● GIVEN REQUEST 1
Render the stretch of the rows from their first line through the line containing "M 146 144 L" as a JSON list of strings, one string per line, with blank lines left out.
● GIVEN REQUEST 2
Continue the text on process accounting tools from where it stops.

● SELECTED EXTRACT
The output from the dump-acct is in the following format:

`ac_comm'
     name of the executed program

`ac_version'
     version of the `acct' file format

`ac_utime'
     user time

`ac_stime'
     system time

`ac_etime'
     elapsed time

`ac_uid'
     user id

`ac_gid'
     group id

`ac_mem'
     (average) memory usage

`ac_io'
     number of characters transferred on input/output

`ac_pid'
     process id

`ac_ppid'
     parent's process id

The cpu related timings “ac_utime, ac_stime, ac_etime” are all measured in CPU ticks. On most systems , 1 cpu second is equal to 100 CPU ticks.

 

Pitfalls

There are some important pitfalls, you should consider before/during using accounting tools.

Command names shortening

Currently all command names are shortened to 16 characters (at least on Centos 6/7 systems).  The limitation comes from the acct v3 structure itself.

 

CPU by long-running processes

As stated earlier, accounting works only for processes, that has finished their execution. It is important to understand, that when you are checking CPU summary with (sa or sa -m), you don’t see the CPU time consumed, by still or long-running processes, like daemons are.

● RECORDS SUPPLIED
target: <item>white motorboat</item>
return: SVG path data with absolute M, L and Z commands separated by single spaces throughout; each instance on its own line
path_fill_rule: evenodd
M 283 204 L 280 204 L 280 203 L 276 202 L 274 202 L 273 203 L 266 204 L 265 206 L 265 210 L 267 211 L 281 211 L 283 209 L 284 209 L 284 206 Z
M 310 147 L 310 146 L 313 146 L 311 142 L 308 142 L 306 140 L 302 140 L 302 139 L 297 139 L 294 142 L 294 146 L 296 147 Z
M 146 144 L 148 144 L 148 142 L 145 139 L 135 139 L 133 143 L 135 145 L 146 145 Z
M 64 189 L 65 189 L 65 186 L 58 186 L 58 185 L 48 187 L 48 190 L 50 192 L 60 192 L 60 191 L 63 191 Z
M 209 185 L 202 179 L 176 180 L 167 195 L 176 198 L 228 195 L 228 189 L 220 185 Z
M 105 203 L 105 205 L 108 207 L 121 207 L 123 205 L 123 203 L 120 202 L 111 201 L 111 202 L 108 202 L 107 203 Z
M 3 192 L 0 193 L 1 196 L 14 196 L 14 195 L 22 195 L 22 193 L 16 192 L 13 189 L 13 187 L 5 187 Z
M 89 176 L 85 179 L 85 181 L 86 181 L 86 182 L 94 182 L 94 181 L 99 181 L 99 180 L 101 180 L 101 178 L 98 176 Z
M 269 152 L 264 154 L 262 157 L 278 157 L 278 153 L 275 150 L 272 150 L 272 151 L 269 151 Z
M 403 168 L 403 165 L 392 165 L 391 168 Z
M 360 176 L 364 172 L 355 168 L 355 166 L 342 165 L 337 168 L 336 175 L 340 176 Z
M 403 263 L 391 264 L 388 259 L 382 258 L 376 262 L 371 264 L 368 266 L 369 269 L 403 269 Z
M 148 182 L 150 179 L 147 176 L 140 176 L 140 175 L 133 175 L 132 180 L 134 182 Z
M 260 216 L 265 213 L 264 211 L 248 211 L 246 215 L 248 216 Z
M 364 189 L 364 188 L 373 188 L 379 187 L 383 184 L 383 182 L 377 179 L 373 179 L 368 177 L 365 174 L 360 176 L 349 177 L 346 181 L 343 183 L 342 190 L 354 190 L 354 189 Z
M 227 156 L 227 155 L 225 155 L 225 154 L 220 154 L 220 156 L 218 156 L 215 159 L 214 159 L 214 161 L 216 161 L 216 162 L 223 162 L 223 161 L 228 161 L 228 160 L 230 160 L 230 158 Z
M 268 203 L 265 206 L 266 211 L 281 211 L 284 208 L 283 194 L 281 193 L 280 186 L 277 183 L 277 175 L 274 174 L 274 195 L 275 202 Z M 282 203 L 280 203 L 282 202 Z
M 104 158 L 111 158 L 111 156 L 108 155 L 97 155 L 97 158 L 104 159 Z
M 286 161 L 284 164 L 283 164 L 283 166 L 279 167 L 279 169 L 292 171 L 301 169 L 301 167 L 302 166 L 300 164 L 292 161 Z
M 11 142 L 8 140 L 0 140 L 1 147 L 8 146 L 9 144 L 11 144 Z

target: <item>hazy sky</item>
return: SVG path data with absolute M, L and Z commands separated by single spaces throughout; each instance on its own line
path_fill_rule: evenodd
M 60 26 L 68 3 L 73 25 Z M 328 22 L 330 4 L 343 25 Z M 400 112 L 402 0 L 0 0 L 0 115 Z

● TASK ANSWER 1
[
  "target: <item>white motorboat</item>",
  "return: SVG path data with absolute M, L and Z commands separated by single spaces throughout; each instance on its own line",
  "path_fill_rule: evenodd",
  "M 283 204 L 280 204 L 280 203 L 276 202 L 274 202 L 273 203 L 266 204 L 265 206 L 265 210 L 267 211 L 281 211 L 283 209 L 284 209 L 284 206 Z",
  "M 310 147 L 310 146 L 313 146 L 311 142 L 308 142 L 306 140 L 302 140 L 302 139 L 297 139 L 294 142 L 294 146 L 296 147 Z",
  "M 146 144 L 148 144 L 148 142 L 145 139 L 135 139 L 133 143 L 135 145 L 146 145 Z"
]

● TASK ANSWER 2
Usually such processes are: php, httpd, nginx, mysqld, dovecot, exim, ….etc….

Also keep in mind, that when long-running process has terminated, the accounting subsystem, will account all the CPU that has been made by this process. So even that you know, you are seeing accounted cpu times, for the current day, this doesn’t apply for terminated long-running processes.

 

Using sa/lastcomm too frequently is expensive !

If you are planning on automating and scraping the results from sa/lastcomm for some reason, keep in mind that running sa/sa -m/ lastcomm is expensive, especially on a systems with huge accounting files.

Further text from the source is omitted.